**What to produce**
Print out the whole listing below exactly as it is written.

== Records for this exercise ==

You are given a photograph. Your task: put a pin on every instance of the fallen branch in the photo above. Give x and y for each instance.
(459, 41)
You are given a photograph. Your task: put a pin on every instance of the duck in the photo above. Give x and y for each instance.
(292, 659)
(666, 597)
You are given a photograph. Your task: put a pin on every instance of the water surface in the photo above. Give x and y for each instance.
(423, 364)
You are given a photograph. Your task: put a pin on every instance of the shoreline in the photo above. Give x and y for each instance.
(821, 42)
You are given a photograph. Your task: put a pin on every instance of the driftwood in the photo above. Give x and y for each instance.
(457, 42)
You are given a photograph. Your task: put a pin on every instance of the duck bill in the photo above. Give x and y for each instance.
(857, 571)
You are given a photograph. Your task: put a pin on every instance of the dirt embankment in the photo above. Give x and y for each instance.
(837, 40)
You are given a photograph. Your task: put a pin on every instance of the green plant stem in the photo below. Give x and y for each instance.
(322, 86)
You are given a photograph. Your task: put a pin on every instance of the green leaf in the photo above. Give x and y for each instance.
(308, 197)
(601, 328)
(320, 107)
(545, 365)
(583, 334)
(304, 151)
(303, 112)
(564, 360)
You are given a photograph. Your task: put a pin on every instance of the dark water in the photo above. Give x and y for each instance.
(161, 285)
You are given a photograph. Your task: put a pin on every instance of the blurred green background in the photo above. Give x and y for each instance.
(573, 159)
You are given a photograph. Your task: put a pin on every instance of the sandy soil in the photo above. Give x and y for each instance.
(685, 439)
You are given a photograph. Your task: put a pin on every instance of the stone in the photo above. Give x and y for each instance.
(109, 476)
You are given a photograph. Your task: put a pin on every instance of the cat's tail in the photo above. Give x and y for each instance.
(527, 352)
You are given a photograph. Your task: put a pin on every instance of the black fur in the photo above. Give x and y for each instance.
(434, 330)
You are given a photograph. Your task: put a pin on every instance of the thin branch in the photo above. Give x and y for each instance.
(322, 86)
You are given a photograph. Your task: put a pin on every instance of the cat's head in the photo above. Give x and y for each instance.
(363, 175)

===

**Task result**
You are given a photograph. Your task: put a pin on every instance of the fallen branch in the photo above. Give x and y for each instance.
(459, 41)
You are given a photograph. Your task: put a pin on every instance of the duck in the photo above. Give x and y for each instance.
(292, 659)
(666, 597)
You are given a photograph. Your task: put a pin on every instance of the water surface in the photo above. Give x and y for each instance.
(423, 364)
You are given a photograph. Your task: put a pin on every instance of the shoreline in the photo above. Give x and y for each instance.
(821, 42)
You are given a photograph. Your task: put a pin on every instance of the driftwood in the photo above. Give x and y for each instance.
(457, 42)
You are given a photograph. Your task: put a pin on every instance of the duck bill in the photo above. Give x and y for each instance.
(857, 571)
You are given a photograph. Your task: put a pin on every instance of the dirt embankment in the photo above. Give x and y for each instance.
(837, 40)
You are given a photograph. Your task: put a pin on every instance of the green plant stem in the photo below. Give x and y for each instance.
(322, 86)
You are given a photograph. Your task: put a pin on every instance of the green leaf in the photo above. Give x and y for each instance.
(308, 197)
(601, 328)
(320, 107)
(545, 365)
(583, 334)
(304, 151)
(303, 112)
(564, 360)
You are given a photograph. Your task: put a pin on every instance of the dark water in the photo above. Give x and y for each instance.
(161, 285)
You are given a photograph. Your task: put a pin on every instance of the blurred green background in the photo above. Give x and y for each instance.
(573, 159)
You are given a photograph. Your task: put a pin on every instance of the sandy soil in the photo above. Give x and y for each instance.
(685, 439)
You are given a photograph. Your task: put a pin on every instance of the stone in the photo above. Give x and y for each instance.
(109, 476)
You are given a photograph. Your task: put a pin on every instance of the cat's tail in the photo above. Give x and y for each instance.
(527, 352)
You are given a photograph. Your task: put a pin on every instance of the black fur in the photo above. Give x and y for each instance.
(434, 330)
You are given a photograph. Your task: put a pin on every instance of the thin branch in the photo above. Give x and y for each instance.
(322, 86)
You are given a photograph. Your task: put a pin on every instance of the cat's head in the photo above. Give x and y for each instance.
(363, 175)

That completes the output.